(Collected data)
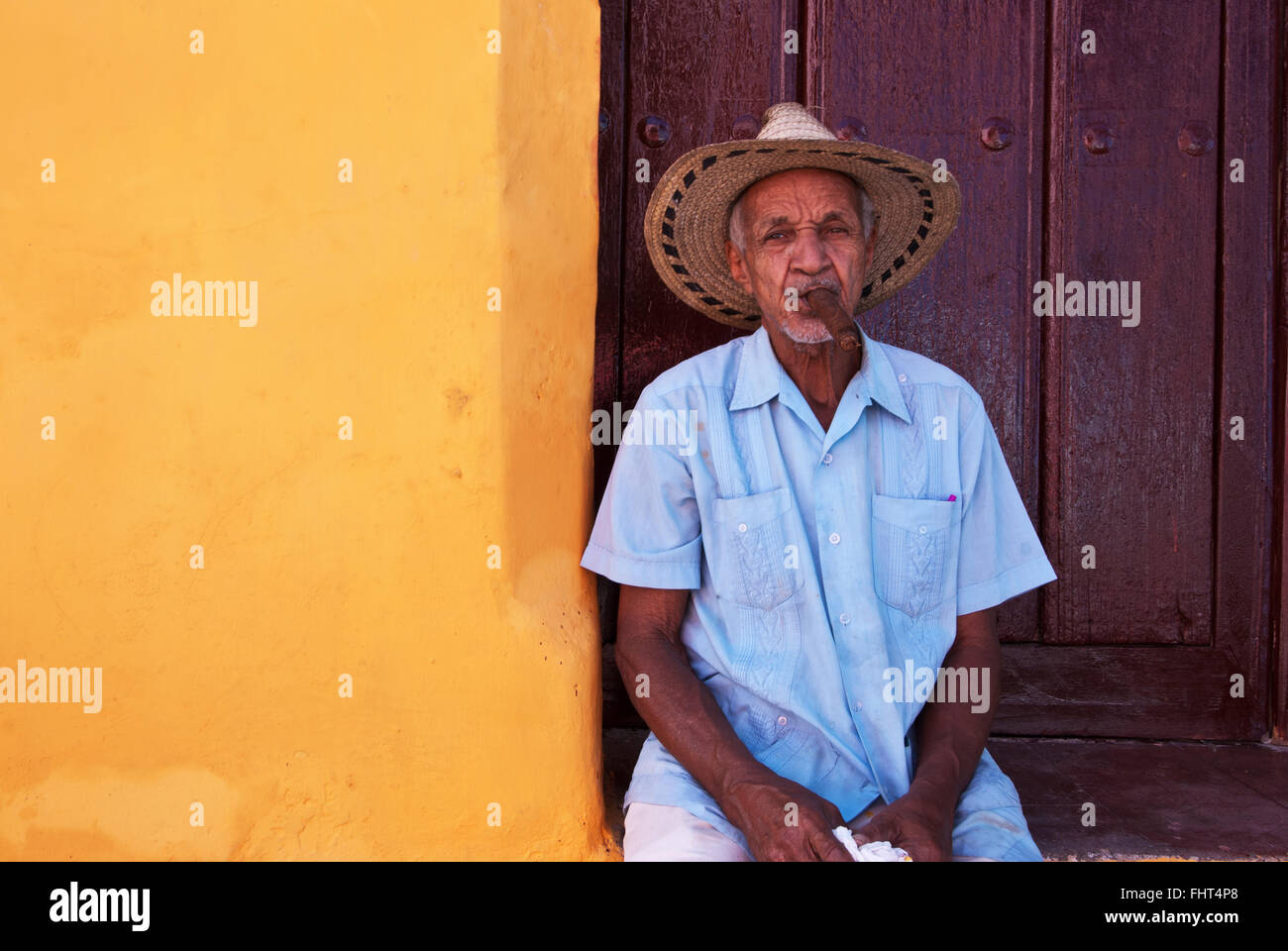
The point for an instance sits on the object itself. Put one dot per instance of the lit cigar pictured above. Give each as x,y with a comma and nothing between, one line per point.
829,311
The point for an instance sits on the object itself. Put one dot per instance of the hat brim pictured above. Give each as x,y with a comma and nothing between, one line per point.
687,221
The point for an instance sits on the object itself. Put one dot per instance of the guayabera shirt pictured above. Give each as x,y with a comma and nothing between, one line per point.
818,562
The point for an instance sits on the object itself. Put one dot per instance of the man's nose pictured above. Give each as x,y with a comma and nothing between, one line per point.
809,254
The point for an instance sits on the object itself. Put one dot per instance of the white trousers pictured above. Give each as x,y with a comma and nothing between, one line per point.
671,834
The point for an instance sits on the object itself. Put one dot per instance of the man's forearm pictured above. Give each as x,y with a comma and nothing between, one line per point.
949,736
686,718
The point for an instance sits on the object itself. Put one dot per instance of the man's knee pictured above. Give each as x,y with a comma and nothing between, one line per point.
671,834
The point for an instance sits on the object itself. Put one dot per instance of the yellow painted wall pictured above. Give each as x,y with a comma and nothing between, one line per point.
322,557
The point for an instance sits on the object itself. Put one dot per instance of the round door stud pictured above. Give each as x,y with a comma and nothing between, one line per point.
746,127
1098,138
851,131
997,133
655,132
1196,138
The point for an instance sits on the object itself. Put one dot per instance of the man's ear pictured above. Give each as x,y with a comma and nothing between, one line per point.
872,244
737,266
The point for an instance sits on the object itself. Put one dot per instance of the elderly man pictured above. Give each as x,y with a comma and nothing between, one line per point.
809,587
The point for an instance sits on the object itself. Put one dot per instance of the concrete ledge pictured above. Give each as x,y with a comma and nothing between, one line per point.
1153,800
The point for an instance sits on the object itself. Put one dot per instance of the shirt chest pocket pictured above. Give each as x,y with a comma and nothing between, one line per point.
755,566
912,561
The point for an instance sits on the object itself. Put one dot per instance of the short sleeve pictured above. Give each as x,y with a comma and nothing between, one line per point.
648,532
1001,555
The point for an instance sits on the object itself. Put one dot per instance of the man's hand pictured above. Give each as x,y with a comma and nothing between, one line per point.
918,827
784,821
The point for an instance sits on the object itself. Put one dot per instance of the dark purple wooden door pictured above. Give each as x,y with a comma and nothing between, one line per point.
1140,444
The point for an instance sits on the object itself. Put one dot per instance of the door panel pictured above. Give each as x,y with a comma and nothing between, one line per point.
1117,436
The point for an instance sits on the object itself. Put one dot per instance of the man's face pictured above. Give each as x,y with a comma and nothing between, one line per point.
803,231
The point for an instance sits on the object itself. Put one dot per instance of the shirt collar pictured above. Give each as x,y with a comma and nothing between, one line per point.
760,375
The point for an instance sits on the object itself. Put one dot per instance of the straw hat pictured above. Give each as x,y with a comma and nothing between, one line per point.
688,214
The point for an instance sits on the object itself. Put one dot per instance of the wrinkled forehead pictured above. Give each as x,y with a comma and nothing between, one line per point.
786,188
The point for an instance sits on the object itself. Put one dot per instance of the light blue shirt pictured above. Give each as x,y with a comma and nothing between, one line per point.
818,564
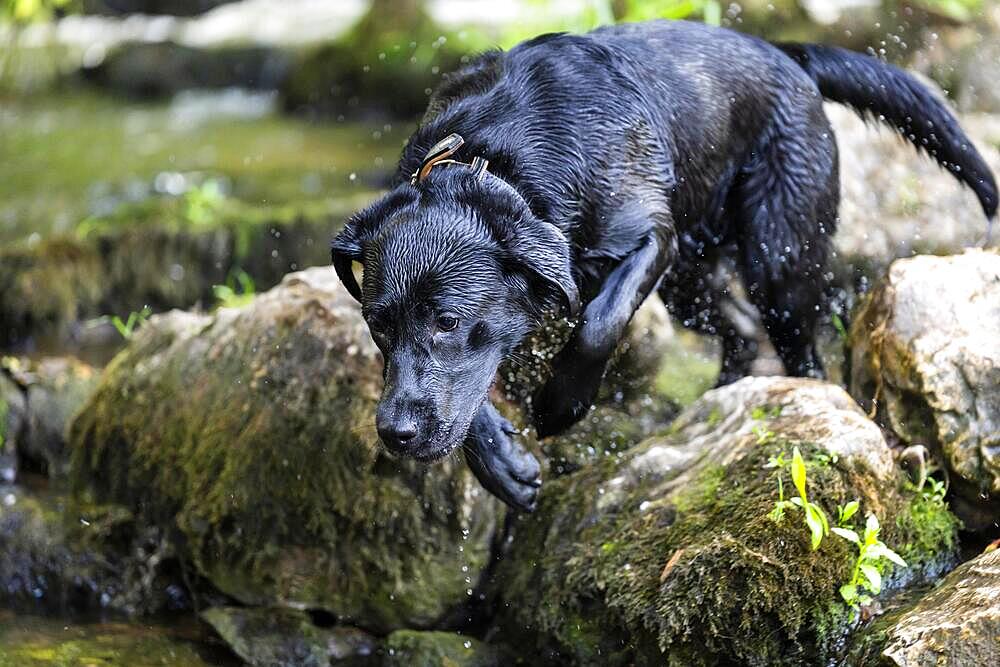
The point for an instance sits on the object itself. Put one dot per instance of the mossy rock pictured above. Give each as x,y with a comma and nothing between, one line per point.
42,565
251,432
288,638
955,623
666,554
408,648
164,253
925,354
40,641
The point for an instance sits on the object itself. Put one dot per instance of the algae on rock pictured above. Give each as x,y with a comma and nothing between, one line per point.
925,353
251,432
666,553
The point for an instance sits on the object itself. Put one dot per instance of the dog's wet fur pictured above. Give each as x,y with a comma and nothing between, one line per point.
630,159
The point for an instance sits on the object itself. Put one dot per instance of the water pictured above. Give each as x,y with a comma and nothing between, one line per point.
67,156
27,640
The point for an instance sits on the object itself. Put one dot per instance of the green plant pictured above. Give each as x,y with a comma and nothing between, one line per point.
845,512
815,517
238,291
128,326
873,555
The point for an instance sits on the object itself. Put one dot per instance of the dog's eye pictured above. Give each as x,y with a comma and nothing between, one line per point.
447,322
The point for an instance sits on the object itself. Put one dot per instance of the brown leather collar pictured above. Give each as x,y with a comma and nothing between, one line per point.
439,153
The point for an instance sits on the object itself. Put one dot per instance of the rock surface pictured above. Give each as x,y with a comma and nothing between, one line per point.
287,638
250,431
51,389
667,553
925,350
896,202
956,623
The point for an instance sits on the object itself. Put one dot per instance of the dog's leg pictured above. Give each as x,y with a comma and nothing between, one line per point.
501,464
788,209
580,365
696,294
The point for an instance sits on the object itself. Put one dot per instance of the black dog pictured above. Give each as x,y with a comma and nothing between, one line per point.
619,162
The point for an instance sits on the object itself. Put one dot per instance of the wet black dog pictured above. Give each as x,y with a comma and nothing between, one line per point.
619,162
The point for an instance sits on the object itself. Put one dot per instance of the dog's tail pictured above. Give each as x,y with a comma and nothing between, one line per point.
886,93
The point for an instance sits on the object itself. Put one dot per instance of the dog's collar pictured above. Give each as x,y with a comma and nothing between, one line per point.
439,153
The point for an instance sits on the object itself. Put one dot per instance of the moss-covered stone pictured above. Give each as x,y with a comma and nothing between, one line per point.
38,641
288,638
925,357
163,253
955,623
42,566
51,389
251,432
408,648
667,553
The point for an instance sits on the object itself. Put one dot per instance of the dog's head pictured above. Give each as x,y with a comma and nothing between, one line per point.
456,270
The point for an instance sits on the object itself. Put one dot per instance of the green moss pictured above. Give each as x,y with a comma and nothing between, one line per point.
259,449
440,649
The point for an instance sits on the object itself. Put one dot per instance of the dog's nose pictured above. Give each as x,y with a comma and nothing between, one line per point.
397,433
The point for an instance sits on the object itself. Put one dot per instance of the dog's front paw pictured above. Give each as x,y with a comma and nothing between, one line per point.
501,464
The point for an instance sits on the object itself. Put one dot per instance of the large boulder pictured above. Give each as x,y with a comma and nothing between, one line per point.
925,356
671,552
250,433
957,623
43,395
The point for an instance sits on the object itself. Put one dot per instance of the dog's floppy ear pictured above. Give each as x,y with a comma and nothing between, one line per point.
539,249
349,245
345,249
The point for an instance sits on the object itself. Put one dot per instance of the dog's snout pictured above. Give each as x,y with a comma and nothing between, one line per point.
397,431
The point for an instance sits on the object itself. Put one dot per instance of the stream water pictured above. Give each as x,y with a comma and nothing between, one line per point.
68,156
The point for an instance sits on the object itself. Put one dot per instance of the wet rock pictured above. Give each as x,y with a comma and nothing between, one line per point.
669,552
12,418
287,637
52,388
926,353
163,69
407,648
956,623
250,432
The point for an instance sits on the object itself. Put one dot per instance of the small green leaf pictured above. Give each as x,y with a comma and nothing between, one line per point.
847,534
815,528
874,578
871,529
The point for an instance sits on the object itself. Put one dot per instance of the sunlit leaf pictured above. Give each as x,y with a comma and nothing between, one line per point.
874,578
799,472
847,534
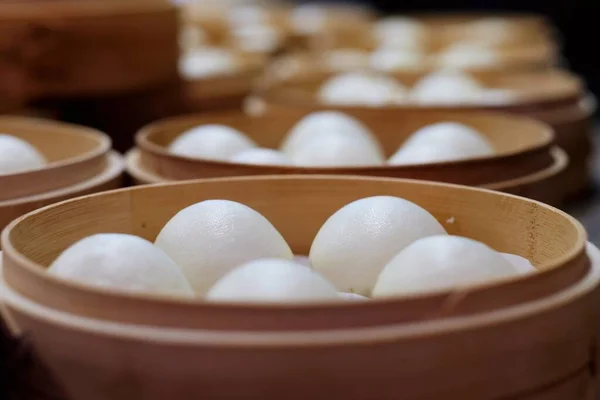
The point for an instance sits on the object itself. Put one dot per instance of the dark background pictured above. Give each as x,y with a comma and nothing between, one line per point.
577,20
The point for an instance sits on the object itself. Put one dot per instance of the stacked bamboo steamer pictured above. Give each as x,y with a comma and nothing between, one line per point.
525,52
249,35
79,161
82,56
526,162
554,97
503,339
479,342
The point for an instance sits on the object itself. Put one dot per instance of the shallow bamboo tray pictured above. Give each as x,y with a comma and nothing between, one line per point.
94,47
552,240
540,186
536,56
522,145
521,352
108,178
74,154
555,97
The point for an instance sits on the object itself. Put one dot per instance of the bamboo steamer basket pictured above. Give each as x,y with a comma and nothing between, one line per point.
496,353
122,115
74,154
505,357
110,177
539,185
555,97
522,147
525,58
552,240
73,48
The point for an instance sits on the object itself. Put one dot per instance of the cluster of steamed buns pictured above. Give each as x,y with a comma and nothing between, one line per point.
332,139
17,155
224,251
444,87
250,29
402,43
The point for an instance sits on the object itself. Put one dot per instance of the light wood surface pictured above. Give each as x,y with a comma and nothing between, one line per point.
549,238
74,154
490,355
110,177
522,147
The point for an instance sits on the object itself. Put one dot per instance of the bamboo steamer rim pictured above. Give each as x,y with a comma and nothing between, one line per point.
337,337
251,65
114,167
140,174
37,270
144,142
77,9
567,88
561,161
64,165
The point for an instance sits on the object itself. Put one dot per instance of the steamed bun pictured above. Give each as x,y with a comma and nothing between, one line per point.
357,241
210,238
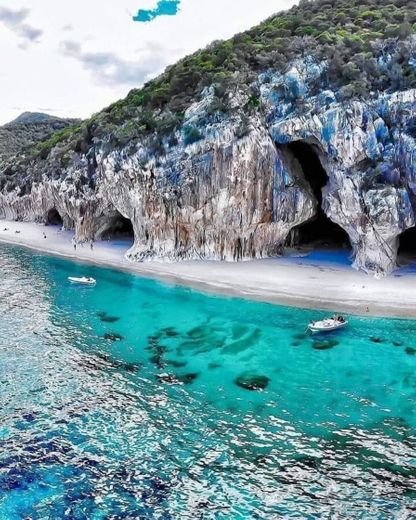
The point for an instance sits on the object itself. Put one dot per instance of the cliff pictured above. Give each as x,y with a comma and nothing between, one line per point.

--- What you have to do ---
Repeat exactly the lines from the one holding "the light wood" through the last line of the entries, both included; the pictures do not belong in the copy.

--- Answer for the task ---
The point for an instance sits on the object itself. Put one dot per instance of the light wood surface pictured above. Give each as x,y with a comma and nothing between, one line per point.
549,238
74,154
490,355
110,177
522,147
The point for an instance sits on the object itself. Put one dot per instance of the bamboo steamer rim pictured above. Give each as x,y with a comma and nothing between, one line per point.
337,337
251,65
114,167
140,174
37,270
144,142
77,9
567,88
561,161
64,165
The point for an instance sits on the object itself. Put one dot per instance of the steamed bun pictured above. Give each as x,y with a comma and nothing between, one line per point.
357,241
210,238
The point for an instance sits on the object itself. Put one dot per instance of the cliff pictured above. Give each as x,y with a comma and nothing between, one line per point.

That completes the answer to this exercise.